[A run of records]
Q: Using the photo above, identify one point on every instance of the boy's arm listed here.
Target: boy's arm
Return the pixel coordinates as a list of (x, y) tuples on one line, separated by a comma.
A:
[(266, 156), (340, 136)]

TASK STATEMENT:
Copy every line of the records above verbatim.

ANSWER:
Q: Using the photo above, identify one point on every instance of the boy's arm listed here.
Target: boy's arm
Return the pixel coordinates as a list of (x, y) tuples on one line, separated by a comma.
A:
[(266, 156), (340, 136)]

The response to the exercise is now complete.